■ AIM OF THE TASK ■
Pull out each line of the material that contains the word "every". Case counts.

■ STORED ROWS ■
+++++

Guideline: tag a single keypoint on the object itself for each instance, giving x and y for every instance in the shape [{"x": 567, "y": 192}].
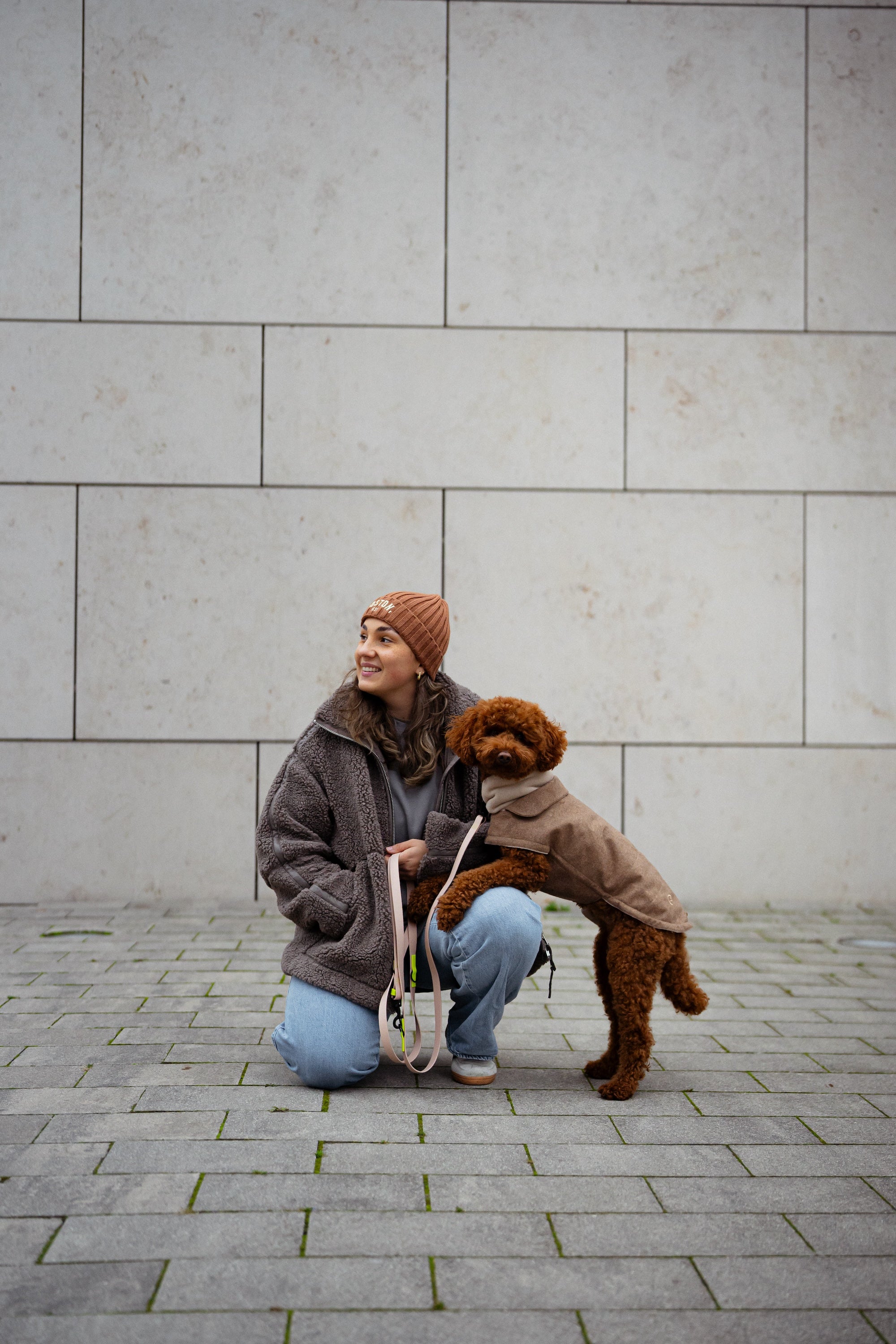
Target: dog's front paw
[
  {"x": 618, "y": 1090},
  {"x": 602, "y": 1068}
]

+++++

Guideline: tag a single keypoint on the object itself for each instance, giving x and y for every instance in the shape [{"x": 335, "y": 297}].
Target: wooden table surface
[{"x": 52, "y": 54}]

+++++

■ TASK RESULT ■
Guideline: tag a single keypoint on the object itself for each instance, giving x and y for every instance in the shape [{"x": 567, "y": 192}].
Guideline: tag a single keypoint on the object itself for each instance, giving x and y for every instance in the shape [{"x": 335, "y": 297}].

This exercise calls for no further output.